--- Start of DATA EXCERPTS ---
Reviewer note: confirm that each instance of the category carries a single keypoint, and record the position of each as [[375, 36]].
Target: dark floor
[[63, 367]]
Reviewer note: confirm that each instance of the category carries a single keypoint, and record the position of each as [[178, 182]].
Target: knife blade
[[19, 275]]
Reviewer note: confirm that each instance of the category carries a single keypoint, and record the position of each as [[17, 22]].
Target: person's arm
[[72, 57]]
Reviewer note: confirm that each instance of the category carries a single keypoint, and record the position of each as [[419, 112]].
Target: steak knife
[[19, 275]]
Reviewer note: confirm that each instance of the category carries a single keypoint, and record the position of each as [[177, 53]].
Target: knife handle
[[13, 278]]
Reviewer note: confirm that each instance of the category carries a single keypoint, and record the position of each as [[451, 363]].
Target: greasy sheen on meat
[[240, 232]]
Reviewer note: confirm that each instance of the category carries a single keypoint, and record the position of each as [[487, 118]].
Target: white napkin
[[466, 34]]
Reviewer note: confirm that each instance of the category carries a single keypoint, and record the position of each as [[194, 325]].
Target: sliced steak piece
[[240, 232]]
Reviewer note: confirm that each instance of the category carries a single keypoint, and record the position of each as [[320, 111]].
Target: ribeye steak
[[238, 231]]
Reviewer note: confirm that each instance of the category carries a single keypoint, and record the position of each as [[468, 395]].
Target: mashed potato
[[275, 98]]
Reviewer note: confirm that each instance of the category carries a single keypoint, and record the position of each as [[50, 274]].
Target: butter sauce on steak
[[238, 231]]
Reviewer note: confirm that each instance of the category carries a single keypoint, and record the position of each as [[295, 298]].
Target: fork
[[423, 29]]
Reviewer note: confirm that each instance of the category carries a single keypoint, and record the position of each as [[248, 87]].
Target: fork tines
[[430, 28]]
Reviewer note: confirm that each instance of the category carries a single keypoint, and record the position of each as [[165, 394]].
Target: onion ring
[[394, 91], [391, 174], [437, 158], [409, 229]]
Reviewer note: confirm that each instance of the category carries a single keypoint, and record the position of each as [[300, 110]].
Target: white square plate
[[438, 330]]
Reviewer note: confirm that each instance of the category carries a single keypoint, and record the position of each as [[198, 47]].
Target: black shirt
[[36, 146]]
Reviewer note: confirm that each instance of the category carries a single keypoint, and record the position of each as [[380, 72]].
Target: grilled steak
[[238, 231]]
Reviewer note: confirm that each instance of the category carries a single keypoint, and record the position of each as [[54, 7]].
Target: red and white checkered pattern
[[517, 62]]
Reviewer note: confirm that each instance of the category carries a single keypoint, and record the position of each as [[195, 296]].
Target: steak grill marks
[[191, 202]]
--- End of DATA EXCERPTS ---
--- Start of DATA EXCERPTS ---
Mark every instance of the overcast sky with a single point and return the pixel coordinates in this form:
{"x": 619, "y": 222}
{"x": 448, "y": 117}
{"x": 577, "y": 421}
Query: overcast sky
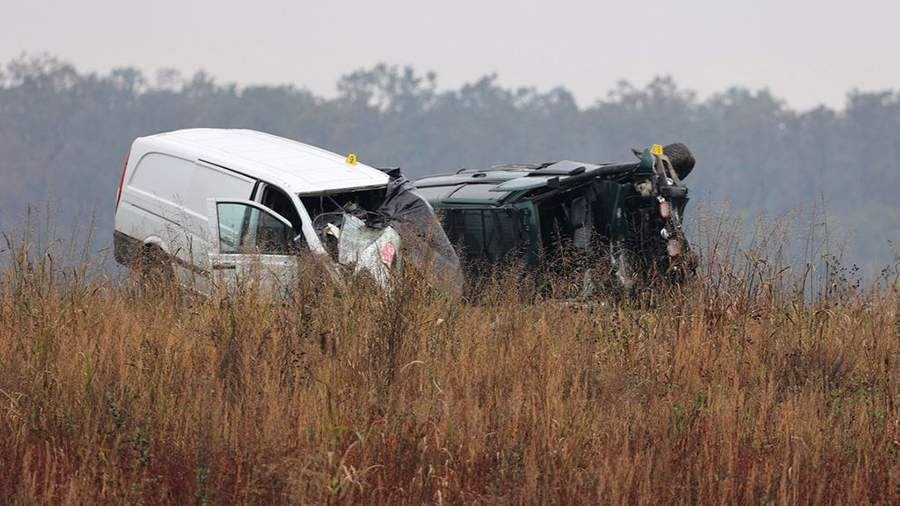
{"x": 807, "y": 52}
--- End of DATA EXCERPTS ---
■ **YOUR OBJECTIVE**:
Echo, word for word, everything in the records from the line containing "as [[375, 36]]." down to the line containing "[[63, 367]]", keeping both of those lines.

■ **TASK ANSWER**:
Reviewer note: confirm that each instance of the category carries a single keypoint, and record the position of each as [[375, 36]].
Target: dark floor
[[63, 367]]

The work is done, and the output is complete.